── EXTRACT
Demand for integrated fleet telematics is on the rise. In the latest Fleet Financials annual survey, fleet managers and automakers indicated they are looking to OEMs to improve fleet telematics systems. As stated by survey respondents:
“OEMs should have factory options for full telematics solutions available for fleet customers. All the technology is in place, but not the full integration….
“I wish OEMs would accurately state fuel economy under real-world conditions. To calculate fuel economy in a lifecycle analysis, I actually test drive the cars under consideration to get actual mpg results. Some manufacturers are very accurate, while others are not near the published mpg. As a fleet option, I think all the vehicles should transmit telematics information. Buying the little devices and keeping them plugged in is a challenge.”
According to Donlen, telematics usage increases with the size of the fleet. In fleets of less than 100 vehicles, 80 percent of those surveyed are not considering telematics, whereas in fleets of 300 vehicles or more 80 percent are either considering or using telematics. The survey also shows that the cost of telematics isn’t really a factor (only 17 percent cited cost), but the benefits are clearly understood. Most respondents plan to use telematics to improve driver behavior, increase route productivity, and gain fuel savings.
The ROI from Fleet Telematics
First, to be clear, telematics are much more than simple GPS tracking. The term comes from combining telecommunications with informatics, and combines location information with computerized business applications.
The most common applications for fleet telematics are to track fuel usage and route information to reduce operating costs. For example, UPS used telematics data as part of big data project that resulted in savings of $1 billion annually. The same telematics data also revealed that making left hand turns was inefficient, and that by encouraging drivers to make right hand turns, UPS saved 10 million gallons of fuel and eliminated 100,000 metric tons of carbon emissions over an eight-year period.
────
── INFORMATION SHOWN
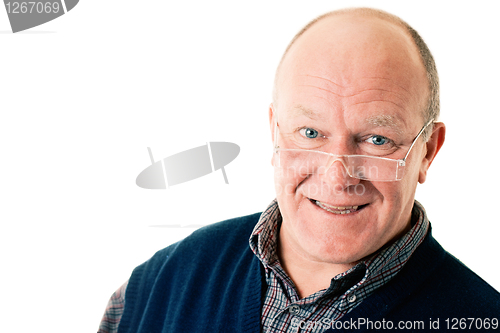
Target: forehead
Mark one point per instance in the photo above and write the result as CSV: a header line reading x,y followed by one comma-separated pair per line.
────
EXERCISE:
Answer these questions using the fleet telematics article.
(a) According to Donlen, what percentage of fleets with fewer than 100 vehicles are not considering telematics?
(b) Which two words were combined to form the term "telematics"?
(c) How much fuel did UPS save by encouraging right-hand turns, and over what period?

WRITTEN SOLUTION:
(a) 80 percent.
(b) Telecommunications and informatics.
(c) 10 million gallons over an eight-year period.